* [Your task] According to the passage on SaaS content marketing, paid initiatives such as PPC and Facebook Ads work only as long as you do what?

* [Selected passage]
________________
If you run a SaaS business and you’re thinking about ways to grow, there are a few paths that you can take. Running paid initiatives such as PPC and Facebook Ads works as long as you keep spending. However, there is a more sustainable method that proves a better ROI over time – SaaS content marketing.
Some of the biggest names in the SaaS industry have been built from the ground up with nothing but content. Businesses such as HubSpot, Canva, Drift, Ahrefs, and others are living proof that content marketing can bring not only organic traffic but also new customers and revenue.
Wondering what it takes to get there? Here are some proven tips if you’re itching to enter the world of SaaS content marketing.

#1. Determine Your Goal(s)
No successful company mentioned above started out creating content for the sake of creating content. While writing is nice and getting more organic traffic is nice, you should determine a hard goal that you want to reach with SaaS content marketing. Examples include:
- Getting more organic traffic from SEO
- Increasing non-branded search
- Outranking the competition for your desired keywords
- Increasing your conversions from organic traffic
- Covering a certain topic cluster
- And others.
________________
* [Listed records]
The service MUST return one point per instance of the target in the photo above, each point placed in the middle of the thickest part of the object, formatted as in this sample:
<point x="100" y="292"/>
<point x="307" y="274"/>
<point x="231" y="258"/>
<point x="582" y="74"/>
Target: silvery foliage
________________
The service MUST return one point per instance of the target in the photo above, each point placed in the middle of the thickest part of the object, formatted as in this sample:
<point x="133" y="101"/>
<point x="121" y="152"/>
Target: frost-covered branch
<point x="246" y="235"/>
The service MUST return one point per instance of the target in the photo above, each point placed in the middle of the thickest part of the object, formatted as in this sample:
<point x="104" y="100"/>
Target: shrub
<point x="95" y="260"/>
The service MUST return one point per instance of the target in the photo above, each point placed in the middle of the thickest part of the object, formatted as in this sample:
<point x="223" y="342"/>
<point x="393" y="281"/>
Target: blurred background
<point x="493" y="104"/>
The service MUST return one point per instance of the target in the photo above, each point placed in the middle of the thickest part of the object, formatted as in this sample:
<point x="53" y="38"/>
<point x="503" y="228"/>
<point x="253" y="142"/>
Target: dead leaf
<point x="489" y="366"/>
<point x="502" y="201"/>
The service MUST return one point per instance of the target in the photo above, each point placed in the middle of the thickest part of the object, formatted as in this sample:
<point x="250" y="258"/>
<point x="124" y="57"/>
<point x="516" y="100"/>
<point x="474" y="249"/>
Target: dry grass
________________
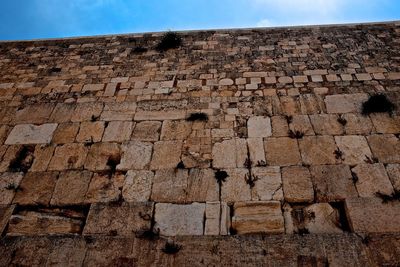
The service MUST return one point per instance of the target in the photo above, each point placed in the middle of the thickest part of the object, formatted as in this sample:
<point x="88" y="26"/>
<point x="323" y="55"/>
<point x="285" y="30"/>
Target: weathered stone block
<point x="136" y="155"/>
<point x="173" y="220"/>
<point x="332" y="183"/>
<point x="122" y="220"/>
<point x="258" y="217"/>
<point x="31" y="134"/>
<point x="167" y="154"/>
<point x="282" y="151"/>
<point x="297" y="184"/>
________________
* [Solution to this problem] Keep spending.